◆ TASK BRIEF
For the data below, restate word for word only the lines from the line containing "Target: yellow painted line" through the line containing "x=165, y=214", both ends included.

[Records from a collection]
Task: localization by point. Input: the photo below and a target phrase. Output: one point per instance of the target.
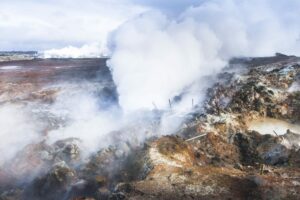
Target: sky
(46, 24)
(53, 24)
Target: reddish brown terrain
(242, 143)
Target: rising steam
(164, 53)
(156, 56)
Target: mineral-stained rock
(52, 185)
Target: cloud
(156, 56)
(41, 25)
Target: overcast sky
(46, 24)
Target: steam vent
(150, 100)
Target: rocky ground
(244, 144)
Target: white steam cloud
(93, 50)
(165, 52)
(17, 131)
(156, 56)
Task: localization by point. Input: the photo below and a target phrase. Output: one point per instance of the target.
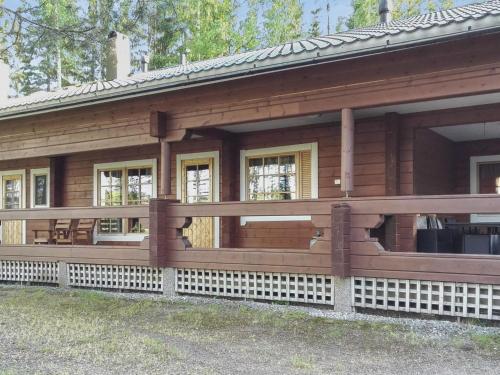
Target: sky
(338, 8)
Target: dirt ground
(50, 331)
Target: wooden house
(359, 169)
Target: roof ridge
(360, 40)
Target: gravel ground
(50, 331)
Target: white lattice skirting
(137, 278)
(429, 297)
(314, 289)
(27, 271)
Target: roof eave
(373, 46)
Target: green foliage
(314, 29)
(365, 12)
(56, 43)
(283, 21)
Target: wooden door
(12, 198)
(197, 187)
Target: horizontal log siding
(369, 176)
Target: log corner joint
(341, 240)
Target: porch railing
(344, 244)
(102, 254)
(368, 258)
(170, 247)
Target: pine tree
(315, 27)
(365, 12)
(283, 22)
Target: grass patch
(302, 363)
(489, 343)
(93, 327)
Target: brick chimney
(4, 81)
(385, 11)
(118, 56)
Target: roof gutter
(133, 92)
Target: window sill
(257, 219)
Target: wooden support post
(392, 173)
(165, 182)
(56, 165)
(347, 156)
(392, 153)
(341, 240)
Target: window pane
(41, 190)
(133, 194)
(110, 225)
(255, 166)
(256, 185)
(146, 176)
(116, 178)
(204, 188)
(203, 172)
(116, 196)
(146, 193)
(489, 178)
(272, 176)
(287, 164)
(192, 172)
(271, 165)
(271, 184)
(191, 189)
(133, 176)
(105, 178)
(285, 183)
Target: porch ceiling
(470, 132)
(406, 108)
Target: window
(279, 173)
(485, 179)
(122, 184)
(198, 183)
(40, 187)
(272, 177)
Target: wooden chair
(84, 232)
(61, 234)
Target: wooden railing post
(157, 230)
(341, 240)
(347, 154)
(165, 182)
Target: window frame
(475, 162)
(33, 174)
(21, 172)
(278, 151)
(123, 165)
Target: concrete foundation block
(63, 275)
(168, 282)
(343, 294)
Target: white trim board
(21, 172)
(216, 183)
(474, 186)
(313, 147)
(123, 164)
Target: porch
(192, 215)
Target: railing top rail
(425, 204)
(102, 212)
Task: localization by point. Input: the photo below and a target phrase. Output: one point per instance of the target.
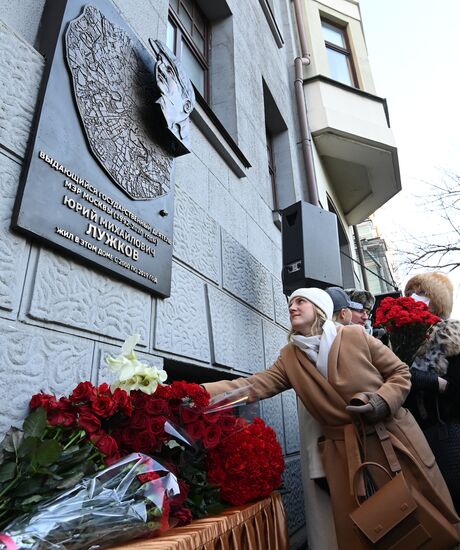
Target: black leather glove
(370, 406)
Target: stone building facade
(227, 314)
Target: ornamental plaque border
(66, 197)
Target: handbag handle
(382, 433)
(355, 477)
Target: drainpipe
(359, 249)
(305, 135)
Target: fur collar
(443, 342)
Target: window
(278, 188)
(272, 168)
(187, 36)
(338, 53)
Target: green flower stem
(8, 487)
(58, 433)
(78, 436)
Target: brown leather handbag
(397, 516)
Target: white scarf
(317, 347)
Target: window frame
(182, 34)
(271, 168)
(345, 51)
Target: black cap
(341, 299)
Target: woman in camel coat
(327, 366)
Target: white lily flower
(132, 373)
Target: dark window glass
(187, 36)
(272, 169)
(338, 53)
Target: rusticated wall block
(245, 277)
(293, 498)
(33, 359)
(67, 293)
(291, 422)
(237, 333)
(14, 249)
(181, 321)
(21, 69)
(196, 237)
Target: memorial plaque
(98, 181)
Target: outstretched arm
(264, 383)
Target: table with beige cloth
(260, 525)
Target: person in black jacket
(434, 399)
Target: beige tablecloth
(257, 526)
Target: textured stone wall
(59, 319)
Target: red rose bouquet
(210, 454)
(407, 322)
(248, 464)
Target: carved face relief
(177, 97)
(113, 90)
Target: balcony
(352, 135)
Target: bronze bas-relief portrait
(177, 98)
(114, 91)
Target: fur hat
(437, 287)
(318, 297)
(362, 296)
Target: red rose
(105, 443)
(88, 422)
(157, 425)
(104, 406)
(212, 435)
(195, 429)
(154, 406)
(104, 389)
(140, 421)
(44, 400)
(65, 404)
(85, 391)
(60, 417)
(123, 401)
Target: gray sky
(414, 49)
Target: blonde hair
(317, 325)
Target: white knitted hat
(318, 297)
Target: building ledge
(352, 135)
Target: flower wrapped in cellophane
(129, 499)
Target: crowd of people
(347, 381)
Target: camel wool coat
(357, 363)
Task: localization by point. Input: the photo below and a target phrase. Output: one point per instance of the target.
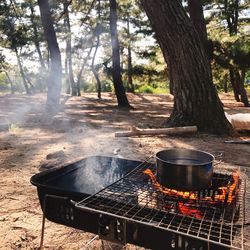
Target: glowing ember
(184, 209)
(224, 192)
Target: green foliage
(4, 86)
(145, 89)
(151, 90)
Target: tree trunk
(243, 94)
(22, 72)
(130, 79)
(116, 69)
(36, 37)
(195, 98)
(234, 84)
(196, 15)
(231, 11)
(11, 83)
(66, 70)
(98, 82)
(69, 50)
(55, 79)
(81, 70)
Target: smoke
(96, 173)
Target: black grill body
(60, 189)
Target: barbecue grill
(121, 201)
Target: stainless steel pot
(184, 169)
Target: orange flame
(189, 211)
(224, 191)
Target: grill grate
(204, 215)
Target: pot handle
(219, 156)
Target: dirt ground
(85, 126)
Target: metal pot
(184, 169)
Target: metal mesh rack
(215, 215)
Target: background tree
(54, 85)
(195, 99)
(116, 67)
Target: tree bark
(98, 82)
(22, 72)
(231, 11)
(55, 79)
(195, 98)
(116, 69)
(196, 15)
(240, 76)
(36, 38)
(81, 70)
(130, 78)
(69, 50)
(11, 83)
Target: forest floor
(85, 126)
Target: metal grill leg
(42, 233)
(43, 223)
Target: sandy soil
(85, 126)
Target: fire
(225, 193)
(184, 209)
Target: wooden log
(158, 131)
==
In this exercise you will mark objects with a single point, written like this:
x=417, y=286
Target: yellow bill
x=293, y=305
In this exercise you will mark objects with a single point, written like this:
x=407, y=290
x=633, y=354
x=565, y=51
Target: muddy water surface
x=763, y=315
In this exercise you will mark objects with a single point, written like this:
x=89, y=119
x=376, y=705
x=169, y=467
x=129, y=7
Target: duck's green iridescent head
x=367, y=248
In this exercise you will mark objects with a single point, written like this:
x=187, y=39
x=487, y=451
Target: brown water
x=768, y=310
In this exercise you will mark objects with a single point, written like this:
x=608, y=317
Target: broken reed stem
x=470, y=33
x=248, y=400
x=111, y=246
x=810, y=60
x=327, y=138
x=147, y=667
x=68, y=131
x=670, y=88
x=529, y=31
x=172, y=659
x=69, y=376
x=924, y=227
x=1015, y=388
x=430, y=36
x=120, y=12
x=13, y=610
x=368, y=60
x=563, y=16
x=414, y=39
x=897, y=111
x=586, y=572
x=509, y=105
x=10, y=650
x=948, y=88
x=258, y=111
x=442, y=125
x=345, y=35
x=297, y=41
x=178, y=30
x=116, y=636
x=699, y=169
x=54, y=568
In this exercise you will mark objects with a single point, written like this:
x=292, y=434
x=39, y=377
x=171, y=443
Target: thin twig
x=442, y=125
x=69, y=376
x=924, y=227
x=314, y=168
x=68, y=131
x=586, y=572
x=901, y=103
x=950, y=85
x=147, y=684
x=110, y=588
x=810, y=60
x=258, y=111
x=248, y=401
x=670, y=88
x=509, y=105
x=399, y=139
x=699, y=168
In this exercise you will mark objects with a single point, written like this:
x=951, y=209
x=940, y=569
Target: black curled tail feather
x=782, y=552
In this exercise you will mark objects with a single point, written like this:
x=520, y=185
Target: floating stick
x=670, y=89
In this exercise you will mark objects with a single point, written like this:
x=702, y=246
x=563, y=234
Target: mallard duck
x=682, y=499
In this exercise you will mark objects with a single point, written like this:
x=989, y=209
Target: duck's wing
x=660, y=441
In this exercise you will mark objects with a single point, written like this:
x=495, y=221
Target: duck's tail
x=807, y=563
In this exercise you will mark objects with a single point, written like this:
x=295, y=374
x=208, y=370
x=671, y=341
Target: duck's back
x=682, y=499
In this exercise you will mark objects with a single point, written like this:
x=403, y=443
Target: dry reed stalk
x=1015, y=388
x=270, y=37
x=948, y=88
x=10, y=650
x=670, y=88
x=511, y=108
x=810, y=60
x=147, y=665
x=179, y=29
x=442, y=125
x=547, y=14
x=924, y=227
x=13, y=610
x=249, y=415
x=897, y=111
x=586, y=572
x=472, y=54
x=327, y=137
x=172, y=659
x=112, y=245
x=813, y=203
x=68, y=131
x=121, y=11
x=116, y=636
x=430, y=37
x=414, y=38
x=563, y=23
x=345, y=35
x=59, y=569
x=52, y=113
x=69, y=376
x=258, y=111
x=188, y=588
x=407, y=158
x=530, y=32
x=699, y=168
...
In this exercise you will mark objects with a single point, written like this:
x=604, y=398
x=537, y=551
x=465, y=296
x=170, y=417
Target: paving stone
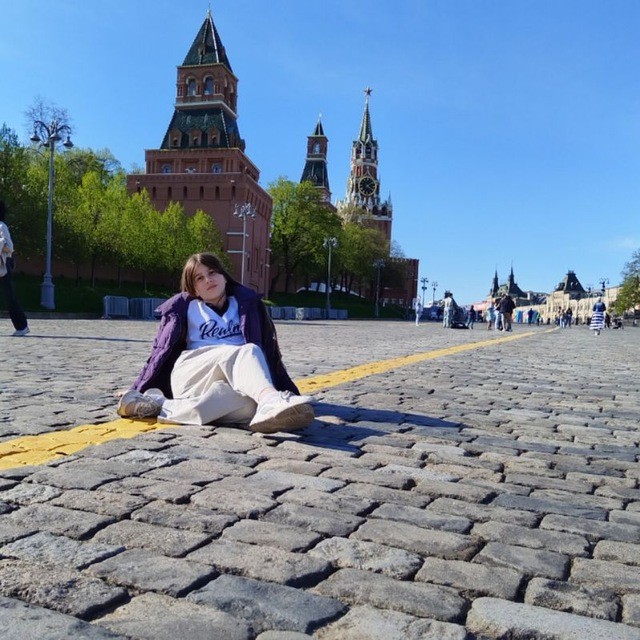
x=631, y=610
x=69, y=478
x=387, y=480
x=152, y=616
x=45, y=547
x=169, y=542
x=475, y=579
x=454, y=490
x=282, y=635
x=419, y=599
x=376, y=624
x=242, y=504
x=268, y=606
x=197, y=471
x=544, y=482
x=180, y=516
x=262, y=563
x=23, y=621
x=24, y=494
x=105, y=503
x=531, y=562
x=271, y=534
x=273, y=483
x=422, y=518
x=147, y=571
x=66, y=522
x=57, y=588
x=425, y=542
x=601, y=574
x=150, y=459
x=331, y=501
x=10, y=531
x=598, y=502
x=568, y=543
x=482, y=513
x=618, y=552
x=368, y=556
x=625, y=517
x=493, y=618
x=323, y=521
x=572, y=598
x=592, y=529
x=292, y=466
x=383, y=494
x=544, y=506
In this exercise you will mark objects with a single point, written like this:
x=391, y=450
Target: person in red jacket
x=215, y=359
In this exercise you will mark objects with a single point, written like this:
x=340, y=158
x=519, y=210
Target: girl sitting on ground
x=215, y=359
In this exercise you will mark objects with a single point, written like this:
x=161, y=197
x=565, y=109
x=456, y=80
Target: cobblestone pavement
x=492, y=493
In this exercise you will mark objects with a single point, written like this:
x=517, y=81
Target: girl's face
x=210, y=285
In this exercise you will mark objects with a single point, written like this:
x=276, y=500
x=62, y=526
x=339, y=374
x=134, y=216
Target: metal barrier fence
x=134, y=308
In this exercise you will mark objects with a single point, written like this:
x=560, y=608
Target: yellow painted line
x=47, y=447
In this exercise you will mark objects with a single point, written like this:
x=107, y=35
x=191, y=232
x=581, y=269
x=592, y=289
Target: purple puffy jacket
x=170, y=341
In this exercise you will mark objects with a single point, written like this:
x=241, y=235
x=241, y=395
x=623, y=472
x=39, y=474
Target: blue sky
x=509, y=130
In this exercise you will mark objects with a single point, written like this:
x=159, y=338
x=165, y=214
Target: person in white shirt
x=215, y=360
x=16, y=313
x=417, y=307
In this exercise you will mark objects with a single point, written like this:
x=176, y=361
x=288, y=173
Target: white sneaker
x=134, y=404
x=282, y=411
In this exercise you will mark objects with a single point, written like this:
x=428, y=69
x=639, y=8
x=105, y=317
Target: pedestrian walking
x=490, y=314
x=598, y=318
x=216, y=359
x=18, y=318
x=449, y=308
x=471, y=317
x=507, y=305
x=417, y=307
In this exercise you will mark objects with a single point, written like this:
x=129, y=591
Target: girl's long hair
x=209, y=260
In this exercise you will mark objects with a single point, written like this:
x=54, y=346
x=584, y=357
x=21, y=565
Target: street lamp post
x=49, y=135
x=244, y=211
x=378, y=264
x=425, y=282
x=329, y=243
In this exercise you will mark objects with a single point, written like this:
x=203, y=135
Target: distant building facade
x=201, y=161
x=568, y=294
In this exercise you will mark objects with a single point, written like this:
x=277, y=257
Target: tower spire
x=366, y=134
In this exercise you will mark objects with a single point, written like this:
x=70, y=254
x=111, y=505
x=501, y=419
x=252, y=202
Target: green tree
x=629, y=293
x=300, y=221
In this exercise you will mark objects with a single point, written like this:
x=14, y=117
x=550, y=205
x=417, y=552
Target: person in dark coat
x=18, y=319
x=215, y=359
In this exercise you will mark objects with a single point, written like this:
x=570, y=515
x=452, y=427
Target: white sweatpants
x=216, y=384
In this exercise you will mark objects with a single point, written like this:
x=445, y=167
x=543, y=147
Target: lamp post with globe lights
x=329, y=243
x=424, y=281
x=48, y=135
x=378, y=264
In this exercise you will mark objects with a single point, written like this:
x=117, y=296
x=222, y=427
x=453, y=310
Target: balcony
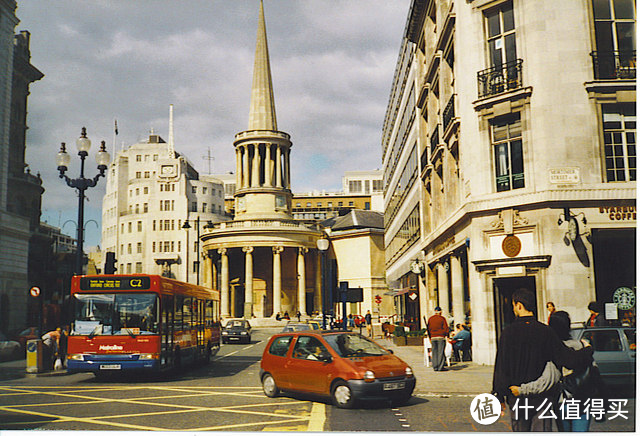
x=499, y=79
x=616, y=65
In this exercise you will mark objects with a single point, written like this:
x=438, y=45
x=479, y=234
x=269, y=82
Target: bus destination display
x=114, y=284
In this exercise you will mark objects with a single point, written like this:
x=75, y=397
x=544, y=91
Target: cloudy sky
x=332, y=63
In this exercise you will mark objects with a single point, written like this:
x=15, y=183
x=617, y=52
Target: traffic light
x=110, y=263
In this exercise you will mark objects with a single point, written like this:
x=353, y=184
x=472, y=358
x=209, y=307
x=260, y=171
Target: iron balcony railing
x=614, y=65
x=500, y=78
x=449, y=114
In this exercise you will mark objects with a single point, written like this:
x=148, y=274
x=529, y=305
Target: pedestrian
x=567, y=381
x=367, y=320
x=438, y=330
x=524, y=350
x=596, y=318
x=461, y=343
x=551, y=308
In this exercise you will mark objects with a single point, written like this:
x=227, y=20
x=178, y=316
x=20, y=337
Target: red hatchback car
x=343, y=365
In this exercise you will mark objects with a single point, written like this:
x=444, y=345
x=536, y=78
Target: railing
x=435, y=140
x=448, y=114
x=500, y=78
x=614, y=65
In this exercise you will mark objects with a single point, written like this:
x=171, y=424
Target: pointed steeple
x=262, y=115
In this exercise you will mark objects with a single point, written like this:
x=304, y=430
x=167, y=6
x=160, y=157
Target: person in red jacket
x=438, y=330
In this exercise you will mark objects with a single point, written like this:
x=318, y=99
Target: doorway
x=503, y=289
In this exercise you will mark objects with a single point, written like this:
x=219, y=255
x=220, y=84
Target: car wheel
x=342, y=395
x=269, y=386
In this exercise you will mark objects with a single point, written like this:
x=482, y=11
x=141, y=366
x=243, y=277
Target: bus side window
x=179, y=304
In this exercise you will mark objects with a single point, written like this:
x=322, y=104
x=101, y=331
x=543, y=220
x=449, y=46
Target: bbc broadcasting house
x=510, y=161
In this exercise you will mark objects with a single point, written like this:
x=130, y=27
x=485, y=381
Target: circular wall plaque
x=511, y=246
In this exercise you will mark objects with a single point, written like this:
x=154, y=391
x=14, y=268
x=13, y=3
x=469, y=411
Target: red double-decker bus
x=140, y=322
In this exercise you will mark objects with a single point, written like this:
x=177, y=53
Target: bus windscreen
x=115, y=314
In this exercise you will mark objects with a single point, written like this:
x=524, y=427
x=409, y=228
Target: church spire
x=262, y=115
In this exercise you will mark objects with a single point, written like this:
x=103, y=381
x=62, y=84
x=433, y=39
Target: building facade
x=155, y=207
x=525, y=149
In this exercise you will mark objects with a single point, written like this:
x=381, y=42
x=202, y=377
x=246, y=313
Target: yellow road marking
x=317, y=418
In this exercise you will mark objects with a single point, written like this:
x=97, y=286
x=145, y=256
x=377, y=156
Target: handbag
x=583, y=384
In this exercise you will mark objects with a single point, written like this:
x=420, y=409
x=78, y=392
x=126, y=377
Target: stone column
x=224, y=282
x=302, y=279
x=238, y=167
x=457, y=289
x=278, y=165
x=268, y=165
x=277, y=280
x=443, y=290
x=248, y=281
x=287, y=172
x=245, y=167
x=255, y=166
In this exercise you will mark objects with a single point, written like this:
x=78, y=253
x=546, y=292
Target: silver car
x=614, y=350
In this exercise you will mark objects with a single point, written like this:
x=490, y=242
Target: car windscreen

◆ FINAL ANSWER
Target: yellow painted line
x=47, y=447
In this exercise you will mark objects with a single point, written like this:
x=107, y=35
x=191, y=232
x=581, y=269
x=592, y=289
Target: purple puffy jacket
x=170, y=341
In this exercise you will mark objects with a single point, written like this:
x=241, y=235
x=241, y=395
x=623, y=472
x=39, y=474
Target: blue sky
x=509, y=130
In this exercise you will mark objects with a single point, written like this:
x=159, y=338
x=165, y=214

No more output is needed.